**Vorliegender Text**
______
Georg Trakl (1887-1914)


Georg Trakl wurde am 3. Februar 1887 in Salzburg als viertes Kind von Tobias und Maria Trakl geboren. Der in zweiter Ehe mit der Katholikin Maria verheiratete Protestant Tobias Trakl betrieb eine gutgehende Eisenhandlung, was der Familie einen gehobenen Lebensstil ermöglichte. Georg Trakl erhielt Klavierunterricht und schon in jungen Jahren erlernte er die französische Sprache. Laut eigenen Aussagen - (Wassermann-Geborene neigen zu verschleiernden Übertreibungen, können Peinlichkeiten nicht unumwunden eingestehen und fallen bisweilen durch die mangelnde Grazie ihrer Bewegungen auf) - verübte er bereits im Alter von fünf Jahren einen Selbstmordversuch.
Sein Umfeld interpretierte dieses Ereignis, bei dem er in einen Teich hineingeraten war, freilich schlicht als "Geistesabwesenheit". Weitere, ähnlich zu beurteilende Situationen sind überliefert, in denen er sich einem Pferd und einer Straßenbahn in den Weg geworfen haben soll.

Vielerlei Faktoren wie das problematische Hassliebe-Verhältnis zur unnahbaren, gefühlsmäßig überforderten Mutter, die Rolle der Gouvernante als Mutter-Ersatz, die mehr als geschwisterliche Beziehung zur jüngeren Schwester Gretl, die frühe Bekanntschaft mit berauschenden Substanzen und Prostituierten, Georg Trakls zunehmende Absonderung vom Menschengetümmel, sein vorzeitiger Abgang vom Gymnasium infolge wenig berauschender Leistungen in Mathematik, Latein und Griechisch sowie die Lehre in der Apotheke "Zum weißen Engel" begünstigten die Entwicklung und Prägung einer eigenen (Sprach-) Welt düsterer Farbenpracht, in die man als Leser seiner Werke entweder eindringt oder von ihr abprallt.
______
**Bereitgestelltes Material**
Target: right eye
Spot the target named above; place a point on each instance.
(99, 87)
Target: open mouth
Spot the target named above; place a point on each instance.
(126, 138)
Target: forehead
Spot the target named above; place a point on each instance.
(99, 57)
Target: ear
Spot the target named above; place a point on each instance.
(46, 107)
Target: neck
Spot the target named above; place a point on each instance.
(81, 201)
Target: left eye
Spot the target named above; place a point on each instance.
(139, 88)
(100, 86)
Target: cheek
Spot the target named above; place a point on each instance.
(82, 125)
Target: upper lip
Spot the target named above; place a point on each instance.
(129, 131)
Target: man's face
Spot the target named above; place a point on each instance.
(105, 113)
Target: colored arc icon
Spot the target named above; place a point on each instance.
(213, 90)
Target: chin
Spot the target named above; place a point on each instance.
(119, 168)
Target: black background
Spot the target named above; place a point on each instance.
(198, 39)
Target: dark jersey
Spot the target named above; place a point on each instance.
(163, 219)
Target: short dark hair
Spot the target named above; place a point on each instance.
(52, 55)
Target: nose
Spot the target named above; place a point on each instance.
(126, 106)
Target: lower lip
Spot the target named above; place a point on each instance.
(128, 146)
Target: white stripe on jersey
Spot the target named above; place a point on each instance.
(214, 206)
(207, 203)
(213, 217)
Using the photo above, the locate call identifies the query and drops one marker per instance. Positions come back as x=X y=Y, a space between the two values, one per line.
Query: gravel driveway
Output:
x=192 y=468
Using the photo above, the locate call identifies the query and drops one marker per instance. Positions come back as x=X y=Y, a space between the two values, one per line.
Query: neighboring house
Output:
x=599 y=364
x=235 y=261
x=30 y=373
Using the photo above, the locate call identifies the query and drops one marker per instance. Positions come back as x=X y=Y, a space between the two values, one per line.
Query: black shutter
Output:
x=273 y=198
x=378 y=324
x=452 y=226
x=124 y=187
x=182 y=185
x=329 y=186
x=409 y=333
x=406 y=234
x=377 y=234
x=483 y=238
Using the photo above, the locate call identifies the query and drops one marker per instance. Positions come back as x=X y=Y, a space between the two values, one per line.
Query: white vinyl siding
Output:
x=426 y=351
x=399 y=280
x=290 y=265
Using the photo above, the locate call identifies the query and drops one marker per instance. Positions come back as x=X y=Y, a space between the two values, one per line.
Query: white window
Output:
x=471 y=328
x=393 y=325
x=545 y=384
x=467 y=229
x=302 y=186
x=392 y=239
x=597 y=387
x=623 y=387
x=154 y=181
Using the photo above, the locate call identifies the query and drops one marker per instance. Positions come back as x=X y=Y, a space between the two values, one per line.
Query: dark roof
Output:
______
**Schriftliche Aufgaben**
1. Welches Geschäft führte Tobias Trakl laut dem Text über Georg Trakl?
2. Stimmen die folgenden Aussagen mit dem Text über Georg Trakl überein? Antworten Sie jeweils mit Ja oder Nein und zitieren Sie die entscheidenden Worte. (a) Georg Trakl war das vierte Kind seiner Eltern. (b) Trakl schloss das Gymnasium regulär ab. (c) Trakl lernte schon früh Französisch.
3. Kopieren Sie bitte aus dem Text über Georg Trakl wortgetreu den Abschnitt, der mit „Georg Trakl wurde“ beginnt und bis einschließlich „Jahren einen Selbstmordversuch.“ reicht.
Stützen Sie sich ausschließlich auf den Text über Georg Trakl.

**Antworten**
1. Eine gutgehende Eisenhandlung.

2.
(a) Ja: „als viertes Kind von Tobias und Maria Trakl geboren“
(b) Nein: „sein vorzeitiger Abgang vom Gymnasium“
(c) Ja: „schon in jungen Jahren erlernte er die französische Sprache“

3.
Georg Trakl wurde am 3. Februar 1887 in Salzburg als viertes Kind von Tobias und Maria Trakl geboren. Der in zweiter Ehe mit der Katholikin Maria verheiratete Protestant Tobias Trakl betrieb eine gutgehende Eisenhandlung, was der Familie einen gehobenen Lebensstil ermöglichte. Georg Trakl erhielt Klavierunterricht und schon in jungen Jahren erlernte er die französische Sprache. Laut eigenen Aussagen - (Wassermann-Geborene neigen zu verschleiernden Übertreibungen, können Peinlichkeiten nicht unumwunden eingestehen und fallen bisweilen durch die mangelnde Grazie ihrer Bewegungen auf) - verübte er bereits im Alter von fünf Jahren einen Selbstmordversuch.